EXCERTO DA PÁGINA »

Da escrita de José Nuno Pereira Pinto constatamos a apologia da verdade, dos valores morais, da cultura e da educação, das artes, da família, do trabalho, da vida simples, rural, genuína, boa e verdadeira como o são as árvores e as aves e a vida como o dia, desde o raiar da luz nascida do escuro e do silêncio, até ao crepúsculo saudoso que encerra em si mesmo o início e o fim. Denuncia a desonestidade, a mentira, a maldade e a perfídia que considera travões ao desenvolvimento da humanidade e à felicidade plena. É nesta dialética que o autor se reinventa e renova a literatura, trazendo os temas de sempre, universais, para a agenda contemporânea, de forma criativa, plástica, mas tão próxima do leitor de hoje que se pretende informado e culto.

Quanto à obra poética de José Nuno Pereira Pinto, esta merece uma leitura demorada, tal é a sua qualidade intrínseca. Serão poucos os bons autores em prosa e em poesia. José Nuno é, sem dúvida, um deles, acrescido de que também se destaca na dramaturgia, nos ensaios e na historiografia!

ENTRADAS EXTRAÍDAS »
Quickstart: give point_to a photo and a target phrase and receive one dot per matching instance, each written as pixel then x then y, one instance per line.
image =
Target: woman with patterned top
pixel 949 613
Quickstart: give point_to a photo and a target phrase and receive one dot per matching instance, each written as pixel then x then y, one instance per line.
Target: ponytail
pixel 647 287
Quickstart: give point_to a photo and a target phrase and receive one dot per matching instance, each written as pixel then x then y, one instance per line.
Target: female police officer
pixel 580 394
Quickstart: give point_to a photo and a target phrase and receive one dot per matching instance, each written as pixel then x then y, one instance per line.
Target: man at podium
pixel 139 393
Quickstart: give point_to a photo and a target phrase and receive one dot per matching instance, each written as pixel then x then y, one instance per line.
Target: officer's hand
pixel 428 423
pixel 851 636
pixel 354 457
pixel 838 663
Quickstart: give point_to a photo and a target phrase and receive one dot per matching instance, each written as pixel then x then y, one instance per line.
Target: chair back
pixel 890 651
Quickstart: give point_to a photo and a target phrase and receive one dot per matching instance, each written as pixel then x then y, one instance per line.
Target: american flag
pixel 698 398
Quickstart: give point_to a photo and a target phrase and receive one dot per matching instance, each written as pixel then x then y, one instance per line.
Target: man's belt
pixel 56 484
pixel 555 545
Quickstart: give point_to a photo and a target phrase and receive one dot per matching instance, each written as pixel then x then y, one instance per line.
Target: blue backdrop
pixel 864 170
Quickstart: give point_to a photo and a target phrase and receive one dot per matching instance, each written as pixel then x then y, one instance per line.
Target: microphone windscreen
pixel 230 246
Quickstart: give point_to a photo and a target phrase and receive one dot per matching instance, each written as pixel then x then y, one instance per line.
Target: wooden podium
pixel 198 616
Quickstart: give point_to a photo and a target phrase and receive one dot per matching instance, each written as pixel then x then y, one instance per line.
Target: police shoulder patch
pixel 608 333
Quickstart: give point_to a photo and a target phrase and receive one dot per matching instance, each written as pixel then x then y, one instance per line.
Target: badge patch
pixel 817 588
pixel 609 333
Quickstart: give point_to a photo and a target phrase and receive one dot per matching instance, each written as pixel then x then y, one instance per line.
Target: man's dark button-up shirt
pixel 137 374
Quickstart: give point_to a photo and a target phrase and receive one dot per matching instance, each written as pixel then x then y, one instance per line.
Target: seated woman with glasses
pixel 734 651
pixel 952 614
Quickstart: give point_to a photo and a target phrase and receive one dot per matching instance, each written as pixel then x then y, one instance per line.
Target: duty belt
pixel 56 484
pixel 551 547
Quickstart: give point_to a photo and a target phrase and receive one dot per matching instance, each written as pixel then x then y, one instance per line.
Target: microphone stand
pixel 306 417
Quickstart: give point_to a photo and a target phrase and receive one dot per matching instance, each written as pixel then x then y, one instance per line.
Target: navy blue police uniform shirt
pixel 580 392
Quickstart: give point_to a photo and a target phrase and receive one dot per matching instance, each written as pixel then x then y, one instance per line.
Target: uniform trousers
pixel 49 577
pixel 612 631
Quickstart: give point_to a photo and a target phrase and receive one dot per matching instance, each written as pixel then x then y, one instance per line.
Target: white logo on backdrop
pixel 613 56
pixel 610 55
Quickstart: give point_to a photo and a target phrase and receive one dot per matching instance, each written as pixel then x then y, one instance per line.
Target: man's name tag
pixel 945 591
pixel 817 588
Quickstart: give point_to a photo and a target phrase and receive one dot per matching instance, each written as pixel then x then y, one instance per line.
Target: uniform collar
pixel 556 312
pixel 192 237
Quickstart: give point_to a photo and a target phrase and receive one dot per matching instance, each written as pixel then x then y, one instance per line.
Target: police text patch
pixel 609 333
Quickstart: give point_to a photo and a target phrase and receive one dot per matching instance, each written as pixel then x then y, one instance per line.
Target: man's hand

TAREFA 1 »
Com base no excerto sobre José Nuno Pereira Pinto:
(a) Que vícios denuncia a escrita do autor?
(b) Por que razão a obra poética merece uma leitura demorada?
(c) Além da prosa e da poesia, em que áreas se destaca o autor?
TAREFA 2 » Reproduza o trecho do excerto sobre José Nuno Pereira Pinto entre "Quanto à obra" e "e na historiografia!", inclusive.
As entradas não intervêm neste exercício.

RESULTADO DO EXERCÍCIO 1 »
(a) A desonestidade, a mentira, a maldade e a perfídia.
(b) Pela sua qualidade intrínseca.
(c) Na dramaturgia, nos ensaios e na historiografia.

RESULTADO DO EXERCÍCIO 2 »
Quanto à obra poética de José Nuno Pereira Pinto, esta merece uma leitura demorada, tal é a sua qualidade intrínseca. Serão poucos os bons autores em prosa e em poesia. José Nuno é, sem dúvida, um deles, acrescido de que também se destaca na dramaturgia, nos ensaios e na historiografia!